Gabriel UrbinaNo sé a ustedes, pero a mí me invade la sensación, desde hace algún tiempo, de que el espacio geográfico y virtual en el que nos movemos se está reduciendo, peligrosamente, al círculo opresivo de una plaza abarrotada de gente. Y no se trata ahora de la preocupación por un caso aislado (por mucho que a uno le molesten los decibelios, entiende que a veces el clamor popular es necesario para el cambio). Me refiero a la siniestra normalización de que sea la plaza pública, bajo una soga siempre oscilante, la que determine con su griterío quién será el próximo en subir a la tarima.

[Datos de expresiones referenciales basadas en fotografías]
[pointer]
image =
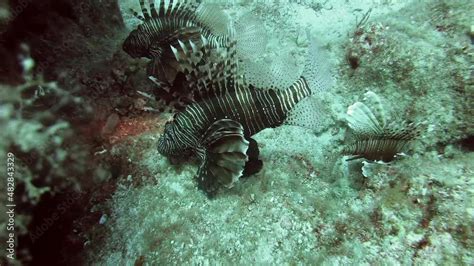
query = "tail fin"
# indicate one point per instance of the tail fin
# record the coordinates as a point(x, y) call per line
point(317, 72)
point(309, 111)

# [Tarea asignada 1]
Devuelve el pasaje de la columna sobre la plaza pública que va desde "Gabriel UrbinaNo sé" hasta "a la tarima.", ambos incluidos.
# [Tarea asignada 2]
Responde a partir de la columna sobre la plaza pública:
(a) ¿A qué se está reduciendo peligrosamente el espacio geográfico y virtual en el que nos movemos?
(b) ¿Qué se entiende que a veces es necesario para el cambio?
(c) ¿Qué determina la plaza pública con su griterío?
# [Tarea asignada 3]
Prolonga la columna sobre la plaza pública a partir de su última oración.

# [Respuesta esperada 1]
Gabriel UrbinaNo sé a ustedes, pero a mí me invade la sensación, desde hace algún tiempo, de que el espacio geográfico y virtual en el que nos movemos se está reduciendo, peligrosamente, al círculo opresivo de una plaza abarrotada de gente. Y no se trata ahora de la preocupación por un caso aislado (por mucho que a uno le molesten los decibelios, entiende que a veces el clamor popular es necesario para el cambio). Me refiero a la siniestra normalización de que sea la plaza pública, bajo una soga siempre oscilante, la que determine con su griterío quién será el próximo en subir a la tarima.

# [Respuesta esperada 2]
(a) Al círculo opresivo de una plaza abarrotada de gente.
(b) El clamor popular.
(c) Quién será el próximo en subir a la tarima.

# [Respuesta esperada 3]
No existe una causa única para explicar esta tendencia creciente al linchamiento, pero si yo tuviera que elegir la más determinante, sin duda, apuntaría a la desaparición de referentes. Este es un país en el que la opinión de un especialista merece menos tiempo en los medios de desinformación de masas que la de cualquier paleto gritón (si este da golpes en la mesa o realiza aspavientos delante de la cámara, mientras ladra, se asegura además un contrato como héroe nacional). Y esto se debe a que en este mismo país, desde hace mucho, la rentabilidad de un mensaje es mucho más importante que el mensaje mismo.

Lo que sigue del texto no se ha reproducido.